= Exercise set =
1 > In the Feynman diagrams passage, what is done to the final amplitude to get the probability of a process?
2 > Please reproduce the stretch of the Feynman diagrams passage from "The diagram we" through "more virtual particles.", word for word.
-- start of Selection --
The diagram we drew for an electron and a positron scattering off each other isn’t the only one we could possibly draw; in fact, it’s just one of an infinite number. The rules of the game tell us that we should sum up all of the possible diagrams with the same incoming and outgoing particles. We can list such diagrams in order of increasing complexity, with subsequent diagrams containing more and more virtual particles.
The final number we obtain is an amplitude, so we square it to get the probability of such a process happening. Using Feynman diagrams, we can calculate the probability of two particles scattering off each other, of one particle decaying into several, or for particles turning into other kinds of particles.
An obvious worry pops up: If there are an infinite number of diagrams, how can you add them all up and get a sensible result? The answer is that diagrams contribute smaller and smaller amounts as they become more complicated. Even though there are an infinite number of them, the sum total of all the very complicated ones can be a tiny number. In practice, as a matter of fact, we often get quite accurate answers by calculating only the first few diagrams in the infinite series.
There is one subtlety along the way to this nice result, however. Consider a diagram that has a loop in it—that is, where we can trace around some set of particle lines to form a closed circle. Here is an electron and a positron exchanging two photons:
Each line represents a particle with a certain amount of energy. This energy is conserved when lines come together: if one particle comes in and splits into two, for example, the sum of the energies of those two particles must equal that of the initial particle. But how that energy gets split up is completely arbitrary, as long as the sum total is fixed. In fact, due to the wacky logic of virtual particles, the energy of one particle can even be a negative number, such that the other one has more energy than the initial particle did.
-- end of Selection --
-- start of Excerpted records --
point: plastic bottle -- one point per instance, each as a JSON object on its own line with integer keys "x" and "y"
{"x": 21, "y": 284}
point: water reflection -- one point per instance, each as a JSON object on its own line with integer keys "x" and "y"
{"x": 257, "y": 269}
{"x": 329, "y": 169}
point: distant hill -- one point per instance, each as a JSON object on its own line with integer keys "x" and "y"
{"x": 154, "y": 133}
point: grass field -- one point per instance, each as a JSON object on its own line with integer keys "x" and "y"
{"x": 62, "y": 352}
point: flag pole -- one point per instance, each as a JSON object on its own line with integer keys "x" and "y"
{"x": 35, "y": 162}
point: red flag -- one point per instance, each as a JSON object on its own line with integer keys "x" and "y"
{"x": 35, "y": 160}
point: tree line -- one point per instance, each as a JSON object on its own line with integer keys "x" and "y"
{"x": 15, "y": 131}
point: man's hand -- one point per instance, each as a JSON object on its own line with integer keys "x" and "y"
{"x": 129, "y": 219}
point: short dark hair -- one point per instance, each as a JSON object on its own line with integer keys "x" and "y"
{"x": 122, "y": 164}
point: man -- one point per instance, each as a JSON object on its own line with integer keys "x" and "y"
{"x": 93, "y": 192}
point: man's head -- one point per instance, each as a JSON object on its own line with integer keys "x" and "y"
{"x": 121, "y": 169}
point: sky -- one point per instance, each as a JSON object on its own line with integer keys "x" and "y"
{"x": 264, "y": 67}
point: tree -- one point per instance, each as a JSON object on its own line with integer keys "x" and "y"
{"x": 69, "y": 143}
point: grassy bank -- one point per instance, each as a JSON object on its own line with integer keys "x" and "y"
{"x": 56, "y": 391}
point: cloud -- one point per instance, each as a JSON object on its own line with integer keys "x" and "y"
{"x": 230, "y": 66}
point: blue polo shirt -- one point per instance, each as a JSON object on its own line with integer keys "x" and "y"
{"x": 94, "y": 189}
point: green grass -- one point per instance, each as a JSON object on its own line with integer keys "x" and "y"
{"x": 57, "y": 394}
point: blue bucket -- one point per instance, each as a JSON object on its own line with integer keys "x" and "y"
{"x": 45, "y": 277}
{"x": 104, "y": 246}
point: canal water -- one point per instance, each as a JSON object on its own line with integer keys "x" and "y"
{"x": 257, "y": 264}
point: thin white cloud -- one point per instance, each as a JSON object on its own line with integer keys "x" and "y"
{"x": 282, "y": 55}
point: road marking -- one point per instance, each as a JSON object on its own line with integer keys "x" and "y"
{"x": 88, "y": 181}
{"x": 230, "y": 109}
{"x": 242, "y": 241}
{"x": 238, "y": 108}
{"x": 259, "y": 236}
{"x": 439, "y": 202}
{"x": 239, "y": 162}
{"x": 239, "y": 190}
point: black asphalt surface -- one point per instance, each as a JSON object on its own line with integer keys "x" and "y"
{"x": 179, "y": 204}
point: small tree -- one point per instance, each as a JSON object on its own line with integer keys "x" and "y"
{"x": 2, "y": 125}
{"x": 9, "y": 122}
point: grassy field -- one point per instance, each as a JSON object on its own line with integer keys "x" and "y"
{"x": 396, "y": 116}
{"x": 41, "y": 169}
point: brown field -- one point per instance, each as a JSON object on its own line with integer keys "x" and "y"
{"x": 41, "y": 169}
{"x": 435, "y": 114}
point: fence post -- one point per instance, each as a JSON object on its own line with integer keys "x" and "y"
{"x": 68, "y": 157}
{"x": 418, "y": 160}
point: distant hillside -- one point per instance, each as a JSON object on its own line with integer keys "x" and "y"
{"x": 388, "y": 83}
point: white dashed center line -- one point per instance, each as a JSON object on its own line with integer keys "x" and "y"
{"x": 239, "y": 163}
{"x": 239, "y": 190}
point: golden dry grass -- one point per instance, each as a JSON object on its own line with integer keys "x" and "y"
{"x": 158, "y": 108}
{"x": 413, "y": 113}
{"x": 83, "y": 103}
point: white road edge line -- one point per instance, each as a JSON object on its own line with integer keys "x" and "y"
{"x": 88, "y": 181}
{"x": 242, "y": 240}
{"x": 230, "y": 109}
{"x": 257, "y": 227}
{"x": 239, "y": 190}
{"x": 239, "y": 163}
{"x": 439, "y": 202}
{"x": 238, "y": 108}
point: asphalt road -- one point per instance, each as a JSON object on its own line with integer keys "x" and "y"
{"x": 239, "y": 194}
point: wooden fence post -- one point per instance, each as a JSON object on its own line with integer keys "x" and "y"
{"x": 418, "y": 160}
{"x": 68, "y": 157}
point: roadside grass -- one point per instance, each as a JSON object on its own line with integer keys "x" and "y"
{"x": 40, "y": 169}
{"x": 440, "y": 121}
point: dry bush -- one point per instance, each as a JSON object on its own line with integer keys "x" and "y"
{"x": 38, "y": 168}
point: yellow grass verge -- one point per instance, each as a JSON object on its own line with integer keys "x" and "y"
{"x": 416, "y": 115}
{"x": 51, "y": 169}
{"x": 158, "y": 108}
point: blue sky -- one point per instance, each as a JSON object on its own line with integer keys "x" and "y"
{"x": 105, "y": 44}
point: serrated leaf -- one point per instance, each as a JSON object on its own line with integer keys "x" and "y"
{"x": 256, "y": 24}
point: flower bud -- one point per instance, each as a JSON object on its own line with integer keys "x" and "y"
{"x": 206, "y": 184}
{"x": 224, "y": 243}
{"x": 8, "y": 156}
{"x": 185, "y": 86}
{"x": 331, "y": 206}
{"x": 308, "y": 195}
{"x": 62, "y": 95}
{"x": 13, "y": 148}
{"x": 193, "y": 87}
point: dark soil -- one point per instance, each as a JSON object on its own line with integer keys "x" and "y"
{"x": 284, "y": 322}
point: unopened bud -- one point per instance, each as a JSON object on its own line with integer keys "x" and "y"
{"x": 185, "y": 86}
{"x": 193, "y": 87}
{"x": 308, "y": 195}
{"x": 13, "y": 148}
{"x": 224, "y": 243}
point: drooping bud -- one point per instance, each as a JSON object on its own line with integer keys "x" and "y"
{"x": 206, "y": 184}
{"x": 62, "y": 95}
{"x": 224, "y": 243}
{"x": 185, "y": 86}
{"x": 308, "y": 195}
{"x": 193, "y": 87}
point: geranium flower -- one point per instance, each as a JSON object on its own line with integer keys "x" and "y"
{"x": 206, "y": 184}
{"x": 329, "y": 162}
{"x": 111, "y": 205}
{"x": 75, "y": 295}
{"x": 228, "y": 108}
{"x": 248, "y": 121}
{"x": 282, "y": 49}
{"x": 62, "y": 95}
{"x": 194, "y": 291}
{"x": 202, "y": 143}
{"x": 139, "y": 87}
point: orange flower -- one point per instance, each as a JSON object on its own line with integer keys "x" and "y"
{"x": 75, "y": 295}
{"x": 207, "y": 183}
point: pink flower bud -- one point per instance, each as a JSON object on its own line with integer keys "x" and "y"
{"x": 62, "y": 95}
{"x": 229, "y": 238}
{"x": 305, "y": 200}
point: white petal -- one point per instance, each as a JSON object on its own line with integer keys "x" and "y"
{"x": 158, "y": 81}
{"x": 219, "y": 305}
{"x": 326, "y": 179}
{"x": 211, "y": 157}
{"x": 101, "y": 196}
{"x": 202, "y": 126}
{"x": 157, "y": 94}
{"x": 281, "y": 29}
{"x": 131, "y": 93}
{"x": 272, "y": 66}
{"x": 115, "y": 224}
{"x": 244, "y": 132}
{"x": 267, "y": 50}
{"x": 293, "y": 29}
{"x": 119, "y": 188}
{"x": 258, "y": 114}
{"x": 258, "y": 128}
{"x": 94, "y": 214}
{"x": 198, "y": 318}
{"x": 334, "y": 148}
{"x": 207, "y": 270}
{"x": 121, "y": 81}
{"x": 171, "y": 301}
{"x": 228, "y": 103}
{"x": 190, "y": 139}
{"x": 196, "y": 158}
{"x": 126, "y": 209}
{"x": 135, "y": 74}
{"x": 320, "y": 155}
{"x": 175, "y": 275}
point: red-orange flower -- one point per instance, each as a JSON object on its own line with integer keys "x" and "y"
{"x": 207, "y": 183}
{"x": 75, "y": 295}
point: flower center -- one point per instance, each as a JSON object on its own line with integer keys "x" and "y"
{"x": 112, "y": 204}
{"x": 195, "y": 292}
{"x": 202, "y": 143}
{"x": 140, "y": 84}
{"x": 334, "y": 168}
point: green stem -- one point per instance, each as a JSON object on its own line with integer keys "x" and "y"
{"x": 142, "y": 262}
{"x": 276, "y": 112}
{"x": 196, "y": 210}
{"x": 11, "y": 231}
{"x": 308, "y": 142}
-- end of Excerpted records --
= Answer list =
1 > It is squared.

2 >
The diagram we drew for an electron and a positron scattering off each other isn’t the only one we could possibly draw; in fact, it’s just one of an infinite number. The rules of the game tell us that we should sum up all of the possible diagrams with the same incoming and outgoing particles. We can list such diagrams in order of increasing complexity, with subsequent diagrams containing more and more virtual particles.